*INSTRUCTION 1*: Write out the part of the article on cloud-ready networks starting with "To ensure the" and going on through "advanced energy efficiency.", substituting "components" for "building blocks".

*PASSAGE TO READ*:
================================

Success comes by keeping critical tools 'cloud ready'

Published
By Charles Ferland

To ensure the success of cloud computing, enterprises and cloud operators must ensure their server, storage, network operations, and other critical building blocks are "cloud-ready".

To harness the considerable advantages of cloud computing, networks must be equipped with five essential elements – high-bandwidth/low-latency switching, convergence to ethernet, agile networking for virtual workloads, scalable management and advanced energy efficiency.

New approaches to networking must move beyond commodity switches to extend the performance and capabilities of cloud-ready networks from blade server to switch to SAN that will enable the scale-out performance and economies promised by cloud computing. In the past, adding bandwidth meant adding more gigabit ethernet connections. Today, the rapidly rising server utilisation and network traffic levels fuelled by technology advances such as multi-core processors, virtualisation, and the convergence of storage and data networks have made that strategy impractical.

Scaling the number of gigabit ethernet connections to the levels necessary for cloud computing would be too costly and require too many ports to manage efficiently.

With 10 gigabit ethernet (GbE) now a viable technology and low-latency 10GbE switches available for around $500 (Dh1,836) per port, cloud computing becomes a realistic alternative. Cloud computing solutions can be practical for users and profitable for service providers if they offer 10GbE performance and low latency to support high application performance and server utilisation. By nature, cloud computing networks will carry a massive amount of data. Therefore, convergence will be vital to cost-effectively building out, maintaining, and managing a cloud computing infrastructure.

No one wants separate LAN and SAN infrastructures when one will do the job. And with the availability of network attached storage (NAS), iSCSI and fibre channel over ethernet (FCoE), that network is certain to be ethernet. Also vital: FCoE must be deployed with loss-less characteristics to ensure that storage traffic is delivered reliably and in a timely manner. A loss-less implementation will also add the benefit of increasing TCP/IP traffic efficiency.

One of the main advantages of cloud computing is on-demand access to resources. This advantage can be greatly magnified with the ability to move virtual machines between physical servers, while applications continue to run. An infrastructure with mobile, active virtual machines can respond to new requirements much more quickly and cost-effectively. Cloud computing users can gain even greater advantages from mobile virtual machines when they can be moved not only within a cloud, but over greater distances to connect multiple clouds. Movement between clouds enables applications such as disaster recovery and data replication.

================================

*GIVEN RECORDS*:
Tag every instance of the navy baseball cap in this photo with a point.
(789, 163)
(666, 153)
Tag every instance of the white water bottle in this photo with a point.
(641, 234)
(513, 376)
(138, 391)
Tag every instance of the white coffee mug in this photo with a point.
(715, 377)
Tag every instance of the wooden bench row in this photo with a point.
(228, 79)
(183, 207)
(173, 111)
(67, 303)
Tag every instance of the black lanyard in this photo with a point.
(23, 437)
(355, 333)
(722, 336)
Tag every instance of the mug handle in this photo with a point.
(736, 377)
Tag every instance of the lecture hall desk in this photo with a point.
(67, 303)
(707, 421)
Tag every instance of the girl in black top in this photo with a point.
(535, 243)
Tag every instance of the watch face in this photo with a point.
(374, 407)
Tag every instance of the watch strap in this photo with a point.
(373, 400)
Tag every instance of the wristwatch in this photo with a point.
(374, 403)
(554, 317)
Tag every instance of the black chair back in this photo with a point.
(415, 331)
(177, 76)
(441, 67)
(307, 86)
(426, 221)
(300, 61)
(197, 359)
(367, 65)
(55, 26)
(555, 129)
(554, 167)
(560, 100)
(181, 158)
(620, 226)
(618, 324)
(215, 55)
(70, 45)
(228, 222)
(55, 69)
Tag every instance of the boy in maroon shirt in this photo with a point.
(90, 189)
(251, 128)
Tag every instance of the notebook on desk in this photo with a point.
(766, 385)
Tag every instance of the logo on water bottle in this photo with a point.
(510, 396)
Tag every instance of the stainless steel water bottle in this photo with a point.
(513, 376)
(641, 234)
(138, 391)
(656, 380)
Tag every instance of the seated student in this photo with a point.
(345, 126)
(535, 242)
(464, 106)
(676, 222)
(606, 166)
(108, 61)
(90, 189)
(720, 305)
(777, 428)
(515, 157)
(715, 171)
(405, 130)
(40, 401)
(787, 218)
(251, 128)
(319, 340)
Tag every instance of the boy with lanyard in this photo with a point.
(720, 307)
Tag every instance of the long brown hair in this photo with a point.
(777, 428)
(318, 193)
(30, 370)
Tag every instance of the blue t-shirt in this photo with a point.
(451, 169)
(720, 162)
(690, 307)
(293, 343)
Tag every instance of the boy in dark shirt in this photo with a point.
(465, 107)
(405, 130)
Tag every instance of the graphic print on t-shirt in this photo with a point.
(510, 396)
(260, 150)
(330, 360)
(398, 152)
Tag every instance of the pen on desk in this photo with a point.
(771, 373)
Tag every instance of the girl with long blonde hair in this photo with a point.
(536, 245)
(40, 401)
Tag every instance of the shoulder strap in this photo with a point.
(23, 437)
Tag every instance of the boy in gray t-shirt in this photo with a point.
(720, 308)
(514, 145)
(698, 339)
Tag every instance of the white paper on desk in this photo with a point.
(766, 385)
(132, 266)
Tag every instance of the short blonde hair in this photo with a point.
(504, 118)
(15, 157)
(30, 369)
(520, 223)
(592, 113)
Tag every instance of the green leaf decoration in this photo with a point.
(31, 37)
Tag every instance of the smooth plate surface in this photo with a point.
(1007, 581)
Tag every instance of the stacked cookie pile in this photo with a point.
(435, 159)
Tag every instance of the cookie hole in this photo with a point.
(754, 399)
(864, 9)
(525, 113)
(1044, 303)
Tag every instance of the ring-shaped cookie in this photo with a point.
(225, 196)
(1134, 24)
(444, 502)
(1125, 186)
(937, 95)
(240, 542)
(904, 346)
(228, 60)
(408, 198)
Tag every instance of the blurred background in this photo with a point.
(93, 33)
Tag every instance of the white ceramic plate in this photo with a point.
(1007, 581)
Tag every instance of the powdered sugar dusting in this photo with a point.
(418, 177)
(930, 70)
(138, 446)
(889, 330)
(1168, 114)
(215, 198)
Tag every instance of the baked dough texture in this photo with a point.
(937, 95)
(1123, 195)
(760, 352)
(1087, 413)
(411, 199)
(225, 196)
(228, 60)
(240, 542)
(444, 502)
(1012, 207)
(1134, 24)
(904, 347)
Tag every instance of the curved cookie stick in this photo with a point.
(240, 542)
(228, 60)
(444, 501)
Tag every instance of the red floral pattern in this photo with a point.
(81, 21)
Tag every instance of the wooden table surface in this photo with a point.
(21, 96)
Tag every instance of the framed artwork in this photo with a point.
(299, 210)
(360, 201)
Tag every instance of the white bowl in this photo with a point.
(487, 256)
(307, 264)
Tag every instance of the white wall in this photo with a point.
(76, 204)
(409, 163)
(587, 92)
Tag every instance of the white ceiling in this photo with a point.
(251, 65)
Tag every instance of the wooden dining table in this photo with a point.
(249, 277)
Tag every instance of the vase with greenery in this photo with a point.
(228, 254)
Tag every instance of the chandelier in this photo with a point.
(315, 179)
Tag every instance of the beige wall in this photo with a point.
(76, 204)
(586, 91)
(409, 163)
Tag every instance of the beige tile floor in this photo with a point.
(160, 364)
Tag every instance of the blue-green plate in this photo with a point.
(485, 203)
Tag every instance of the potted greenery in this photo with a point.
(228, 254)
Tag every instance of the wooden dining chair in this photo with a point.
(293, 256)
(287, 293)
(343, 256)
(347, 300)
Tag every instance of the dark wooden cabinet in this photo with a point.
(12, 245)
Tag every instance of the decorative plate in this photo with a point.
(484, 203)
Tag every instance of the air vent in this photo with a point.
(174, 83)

================================

*INSTRUCTION 2*: Find each line in the records that contains the string "strap", counting only matches with the same case, and copy those lines.

*CORRECT OUTPUT 1*:
To ensure the success of cloud computing, enterprises and cloud operators must ensure their server, storage, network operations, and other critical components are "cloud-ready".

To harness the considerable advantages of cloud computing, networks must be equipped with five essential elements – high-bandwidth/low-latency switching, convergence to ethernet, agile networking for virtual workloads, scalable management and advanced energy efficiency.

*CORRECT OUTPUT 2*:
Tag every instance of the watch strap in this photo with a point.
Tag every instance of the shoulder strap in this photo with a point.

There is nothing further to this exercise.